[Data shown]

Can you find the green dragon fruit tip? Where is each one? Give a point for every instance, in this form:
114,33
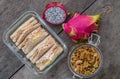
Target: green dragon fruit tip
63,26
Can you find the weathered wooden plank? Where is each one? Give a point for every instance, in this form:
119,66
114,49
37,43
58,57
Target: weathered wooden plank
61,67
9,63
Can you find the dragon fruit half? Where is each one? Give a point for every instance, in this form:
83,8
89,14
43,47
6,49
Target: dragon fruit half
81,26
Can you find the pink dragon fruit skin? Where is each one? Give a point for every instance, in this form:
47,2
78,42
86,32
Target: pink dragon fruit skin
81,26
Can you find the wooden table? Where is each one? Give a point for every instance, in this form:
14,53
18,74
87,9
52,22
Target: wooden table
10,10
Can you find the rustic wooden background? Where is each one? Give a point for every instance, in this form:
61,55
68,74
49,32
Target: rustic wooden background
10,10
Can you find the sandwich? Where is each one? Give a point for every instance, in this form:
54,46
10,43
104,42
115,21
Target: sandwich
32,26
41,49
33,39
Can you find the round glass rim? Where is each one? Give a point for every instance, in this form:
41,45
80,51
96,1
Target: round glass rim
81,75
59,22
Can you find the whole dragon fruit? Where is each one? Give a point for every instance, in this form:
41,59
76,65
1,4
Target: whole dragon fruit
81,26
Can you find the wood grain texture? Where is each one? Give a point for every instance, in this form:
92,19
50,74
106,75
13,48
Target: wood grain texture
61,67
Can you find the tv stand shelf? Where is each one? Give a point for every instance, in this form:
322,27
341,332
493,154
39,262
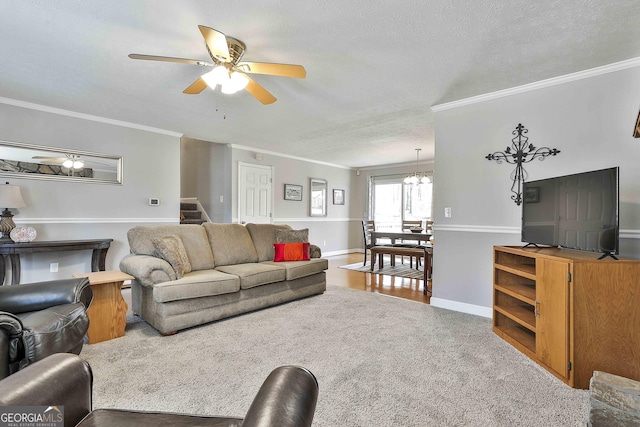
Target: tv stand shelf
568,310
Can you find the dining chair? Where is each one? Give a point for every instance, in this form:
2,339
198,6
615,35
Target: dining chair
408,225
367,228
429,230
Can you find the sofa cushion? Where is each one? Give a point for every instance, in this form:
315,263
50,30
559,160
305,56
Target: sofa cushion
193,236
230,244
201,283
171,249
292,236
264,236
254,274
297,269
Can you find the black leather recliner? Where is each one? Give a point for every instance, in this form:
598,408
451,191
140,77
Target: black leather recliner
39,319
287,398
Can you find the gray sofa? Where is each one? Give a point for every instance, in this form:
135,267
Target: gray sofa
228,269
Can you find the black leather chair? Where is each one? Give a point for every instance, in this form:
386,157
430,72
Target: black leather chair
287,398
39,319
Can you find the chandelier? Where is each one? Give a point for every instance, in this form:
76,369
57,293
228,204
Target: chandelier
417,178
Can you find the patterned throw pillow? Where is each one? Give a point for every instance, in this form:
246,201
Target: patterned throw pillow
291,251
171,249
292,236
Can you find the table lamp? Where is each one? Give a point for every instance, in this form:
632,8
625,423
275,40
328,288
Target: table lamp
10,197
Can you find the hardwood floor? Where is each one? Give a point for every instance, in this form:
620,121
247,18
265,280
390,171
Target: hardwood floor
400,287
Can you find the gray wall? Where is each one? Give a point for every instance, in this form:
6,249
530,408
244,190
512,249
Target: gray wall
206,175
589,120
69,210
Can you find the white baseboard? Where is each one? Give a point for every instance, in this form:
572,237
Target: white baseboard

[/Data shown]

What the task asks: Search the material for "white" and copy each matching line.

Exercise solution:
Can you find the white baseboard? Where is each one? Give a point for every instance, in this form:
Target: white baseboard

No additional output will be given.